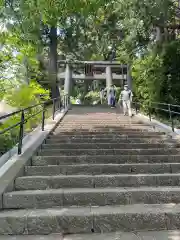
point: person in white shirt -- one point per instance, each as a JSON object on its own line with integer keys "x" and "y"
{"x": 126, "y": 98}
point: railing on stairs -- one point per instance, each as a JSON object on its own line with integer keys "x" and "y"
{"x": 25, "y": 114}
{"x": 170, "y": 110}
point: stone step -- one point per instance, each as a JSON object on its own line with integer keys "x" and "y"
{"x": 92, "y": 159}
{"x": 93, "y": 128}
{"x": 96, "y": 169}
{"x": 71, "y": 152}
{"x": 109, "y": 135}
{"x": 105, "y": 126}
{"x": 90, "y": 197}
{"x": 108, "y": 140}
{"x": 33, "y": 237}
{"x": 96, "y": 181}
{"x": 105, "y": 131}
{"x": 107, "y": 145}
{"x": 87, "y": 219}
{"x": 149, "y": 235}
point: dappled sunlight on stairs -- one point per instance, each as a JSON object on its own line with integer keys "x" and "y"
{"x": 98, "y": 172}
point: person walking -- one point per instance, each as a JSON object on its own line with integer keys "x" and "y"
{"x": 126, "y": 99}
{"x": 112, "y": 96}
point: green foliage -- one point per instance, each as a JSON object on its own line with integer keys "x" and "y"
{"x": 25, "y": 96}
{"x": 92, "y": 97}
{"x": 156, "y": 77}
{"x": 147, "y": 76}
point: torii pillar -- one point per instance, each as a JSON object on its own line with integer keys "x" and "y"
{"x": 129, "y": 77}
{"x": 108, "y": 77}
{"x": 68, "y": 80}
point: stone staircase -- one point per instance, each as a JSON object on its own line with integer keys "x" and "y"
{"x": 98, "y": 172}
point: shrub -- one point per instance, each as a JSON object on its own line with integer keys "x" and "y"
{"x": 23, "y": 97}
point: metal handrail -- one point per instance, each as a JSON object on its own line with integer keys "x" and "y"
{"x": 56, "y": 105}
{"x": 151, "y": 105}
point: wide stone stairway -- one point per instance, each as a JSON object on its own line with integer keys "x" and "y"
{"x": 98, "y": 172}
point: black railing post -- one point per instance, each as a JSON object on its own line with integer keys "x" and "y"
{"x": 149, "y": 111}
{"x": 54, "y": 108}
{"x": 60, "y": 103}
{"x": 66, "y": 97}
{"x": 21, "y": 132}
{"x": 64, "y": 101}
{"x": 136, "y": 107}
{"x": 170, "y": 117}
{"x": 43, "y": 116}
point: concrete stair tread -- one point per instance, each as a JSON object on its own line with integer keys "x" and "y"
{"x": 110, "y": 168}
{"x": 149, "y": 235}
{"x": 64, "y": 197}
{"x": 95, "y": 190}
{"x": 77, "y": 159}
{"x": 89, "y": 211}
{"x": 73, "y": 145}
{"x": 110, "y": 135}
{"x": 33, "y": 237}
{"x": 96, "y": 181}
{"x": 110, "y": 151}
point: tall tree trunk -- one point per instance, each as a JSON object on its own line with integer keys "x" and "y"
{"x": 53, "y": 62}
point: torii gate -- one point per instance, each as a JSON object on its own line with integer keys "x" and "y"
{"x": 89, "y": 71}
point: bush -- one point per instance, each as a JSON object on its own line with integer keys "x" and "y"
{"x": 25, "y": 96}
{"x": 92, "y": 97}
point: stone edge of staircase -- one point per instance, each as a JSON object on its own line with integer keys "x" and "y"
{"x": 14, "y": 167}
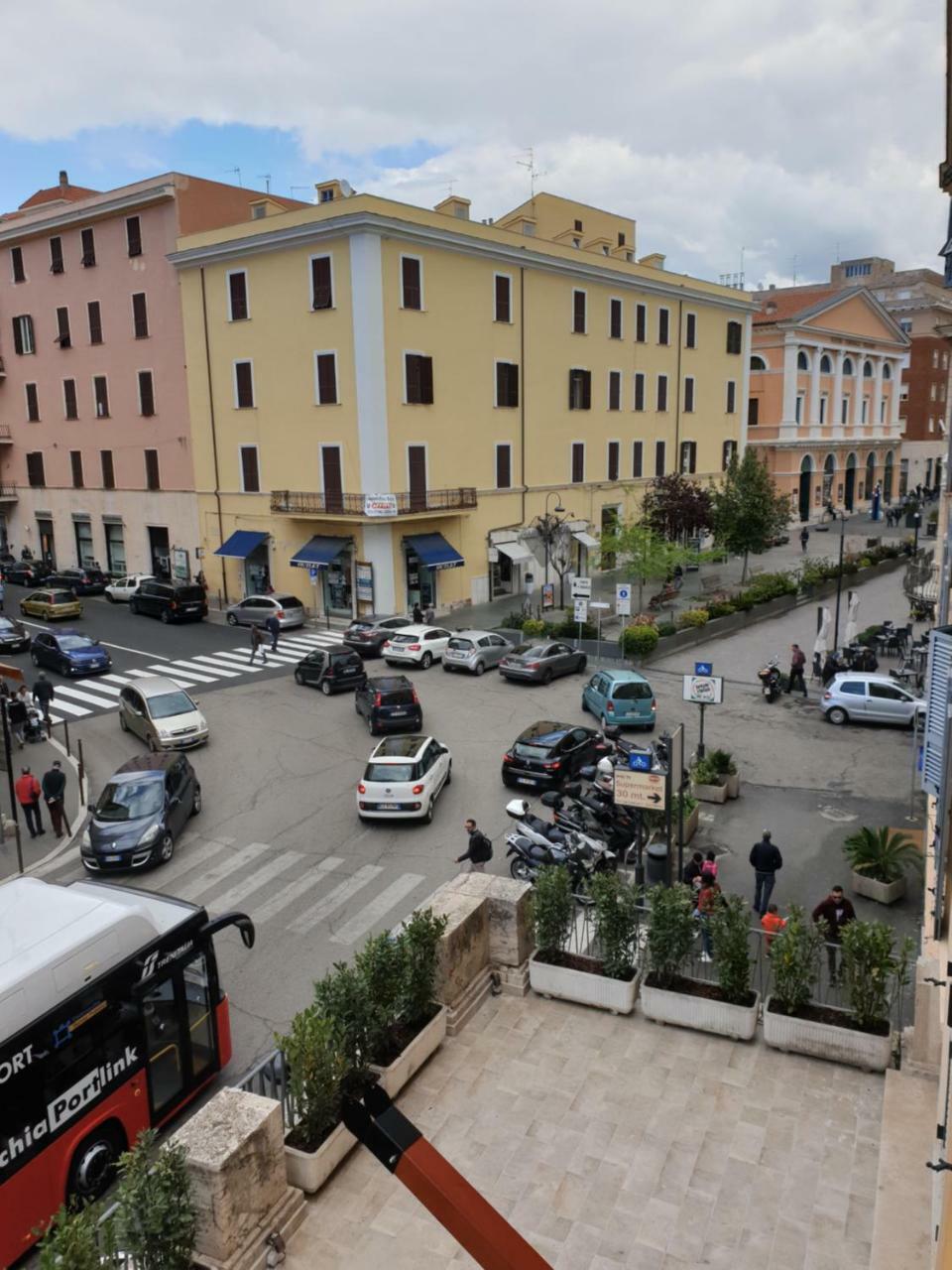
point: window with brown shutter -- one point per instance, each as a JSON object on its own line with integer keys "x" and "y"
{"x": 579, "y": 313}
{"x": 238, "y": 296}
{"x": 579, "y": 390}
{"x": 504, "y": 298}
{"x": 504, "y": 466}
{"x": 95, "y": 322}
{"x": 35, "y": 468}
{"x": 250, "y": 477}
{"x": 146, "y": 394}
{"x": 62, "y": 327}
{"x": 507, "y": 384}
{"x": 321, "y": 282}
{"x": 244, "y": 386}
{"x": 151, "y": 457}
{"x": 140, "y": 316}
{"x": 412, "y": 280}
{"x": 100, "y": 395}
{"x": 134, "y": 235}
{"x": 326, "y": 379}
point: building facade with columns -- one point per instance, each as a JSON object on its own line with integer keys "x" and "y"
{"x": 825, "y": 373}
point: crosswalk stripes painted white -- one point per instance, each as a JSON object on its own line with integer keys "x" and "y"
{"x": 295, "y": 890}
{"x": 334, "y": 899}
{"x": 371, "y": 913}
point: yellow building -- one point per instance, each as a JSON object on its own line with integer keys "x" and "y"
{"x": 393, "y": 395}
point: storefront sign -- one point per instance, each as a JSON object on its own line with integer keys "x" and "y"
{"x": 380, "y": 504}
{"x": 365, "y": 581}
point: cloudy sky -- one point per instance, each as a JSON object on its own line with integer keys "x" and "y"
{"x": 793, "y": 131}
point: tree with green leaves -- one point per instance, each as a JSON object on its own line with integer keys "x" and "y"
{"x": 748, "y": 512}
{"x": 643, "y": 554}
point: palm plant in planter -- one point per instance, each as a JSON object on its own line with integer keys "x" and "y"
{"x": 880, "y": 860}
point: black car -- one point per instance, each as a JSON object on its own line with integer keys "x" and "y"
{"x": 80, "y": 581}
{"x": 171, "y": 601}
{"x": 548, "y": 753}
{"x": 13, "y": 635}
{"x": 366, "y": 635}
{"x": 140, "y": 813}
{"x": 331, "y": 670}
{"x": 389, "y": 702}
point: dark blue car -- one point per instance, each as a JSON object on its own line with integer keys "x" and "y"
{"x": 68, "y": 653}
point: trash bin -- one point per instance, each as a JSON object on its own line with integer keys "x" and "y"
{"x": 656, "y": 869}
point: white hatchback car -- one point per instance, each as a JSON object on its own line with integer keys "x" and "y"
{"x": 404, "y": 779}
{"x": 419, "y": 645}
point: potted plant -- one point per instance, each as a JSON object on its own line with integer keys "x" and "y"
{"x": 722, "y": 762}
{"x": 880, "y": 860}
{"x": 706, "y": 783}
{"x": 608, "y": 982}
{"x": 728, "y": 1007}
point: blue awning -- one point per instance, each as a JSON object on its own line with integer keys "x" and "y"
{"x": 318, "y": 552}
{"x": 241, "y": 544}
{"x": 434, "y": 552}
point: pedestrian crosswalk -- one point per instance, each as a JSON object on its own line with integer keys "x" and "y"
{"x": 286, "y": 889}
{"x": 77, "y": 699}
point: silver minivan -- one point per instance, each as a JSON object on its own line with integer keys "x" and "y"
{"x": 163, "y": 714}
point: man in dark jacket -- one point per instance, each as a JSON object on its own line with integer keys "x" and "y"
{"x": 766, "y": 858}
{"x": 834, "y": 912}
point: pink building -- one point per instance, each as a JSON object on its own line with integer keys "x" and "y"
{"x": 95, "y": 444}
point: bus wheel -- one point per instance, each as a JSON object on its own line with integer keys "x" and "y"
{"x": 94, "y": 1164}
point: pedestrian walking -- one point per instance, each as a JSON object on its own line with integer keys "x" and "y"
{"x": 28, "y": 792}
{"x": 766, "y": 860}
{"x": 44, "y": 694}
{"x": 273, "y": 627}
{"x": 54, "y": 786}
{"x": 834, "y": 913}
{"x": 797, "y": 663}
{"x": 479, "y": 849}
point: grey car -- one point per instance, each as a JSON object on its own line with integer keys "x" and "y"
{"x": 255, "y": 611}
{"x": 475, "y": 652}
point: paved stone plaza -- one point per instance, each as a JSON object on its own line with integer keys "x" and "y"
{"x": 615, "y": 1142}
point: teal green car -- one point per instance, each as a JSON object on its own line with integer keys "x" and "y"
{"x": 621, "y": 698}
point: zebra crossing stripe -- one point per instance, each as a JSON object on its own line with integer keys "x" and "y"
{"x": 295, "y": 890}
{"x": 372, "y": 913}
{"x": 334, "y": 899}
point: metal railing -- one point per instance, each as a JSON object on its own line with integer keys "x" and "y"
{"x": 408, "y": 503}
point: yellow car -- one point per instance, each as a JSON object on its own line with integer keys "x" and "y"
{"x": 51, "y": 604}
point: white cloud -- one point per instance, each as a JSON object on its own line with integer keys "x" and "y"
{"x": 782, "y": 128}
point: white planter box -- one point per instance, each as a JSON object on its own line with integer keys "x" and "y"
{"x": 710, "y": 793}
{"x": 826, "y": 1040}
{"x": 581, "y": 987}
{"x": 408, "y": 1064}
{"x": 308, "y": 1170}
{"x": 699, "y": 1012}
{"x": 883, "y": 892}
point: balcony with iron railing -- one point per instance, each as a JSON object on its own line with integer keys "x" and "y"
{"x": 372, "y": 507}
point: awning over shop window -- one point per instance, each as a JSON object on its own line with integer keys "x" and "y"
{"x": 434, "y": 552}
{"x": 241, "y": 544}
{"x": 318, "y": 552}
{"x": 517, "y": 552}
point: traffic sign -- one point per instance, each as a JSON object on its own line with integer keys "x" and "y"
{"x": 706, "y": 690}
{"x": 645, "y": 790}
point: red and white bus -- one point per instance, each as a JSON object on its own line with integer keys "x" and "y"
{"x": 112, "y": 1019}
------------------------------
WHAT TO DO – Quote the lines of the listing above that run from the line with "point: grey car" through its last line, both included, and nothing else.

OUTPUT OF THE EXERCISE –
point: grey car -- one point per instance, each as a JSON object on its own line with integer keys "x" and "y"
{"x": 255, "y": 611}
{"x": 475, "y": 652}
point: paved stone plaza -- one point per instance, each as a JSON object on its own line with integer keys "x" and "y"
{"x": 615, "y": 1142}
point: teal green car -- one point per instance, each as a JSON object on its own line with integer keys "x" and "y"
{"x": 621, "y": 698}
point: zebra crossing stripe -- one point per instance, each as a JSON object on its own line with integer keys "x" and "y"
{"x": 295, "y": 890}
{"x": 372, "y": 913}
{"x": 334, "y": 899}
point: metal railing -- one point per instance, each as a JSON object on its own line with integer keys "x" and "y"
{"x": 408, "y": 503}
point: yellow car -- one point per instance, each as a JSON object on its own line with integer keys "x" and "y"
{"x": 51, "y": 604}
point: white cloud -- one point per instance, each as a JSON object on its own line with integer keys "x" and "y"
{"x": 782, "y": 128}
point: white planter box -- one point per instance, each as a JSON object on its own line with integer keys "x" and "y"
{"x": 710, "y": 793}
{"x": 826, "y": 1040}
{"x": 581, "y": 987}
{"x": 408, "y": 1064}
{"x": 308, "y": 1170}
{"x": 699, "y": 1012}
{"x": 883, "y": 892}
point: balcony with iron railing -- one point per instance, each as a JSON object on its own line with integer keys "x" and "y"
{"x": 372, "y": 507}
point: awning over shop window -- one point per instance, each as a JSON object on its own line with integer keys "x" and "y"
{"x": 434, "y": 552}
{"x": 241, "y": 544}
{"x": 318, "y": 552}
{"x": 517, "y": 552}
point: traffic sign -- one point per instance, each as a JSON object on its own line with integer keys "x" and "y"
{"x": 706, "y": 690}
{"x": 645, "y": 790}
point: red and white bus -- one point per instance, each as a JSON object on its own line with integer keys "x" and "y"
{"x": 112, "y": 1019}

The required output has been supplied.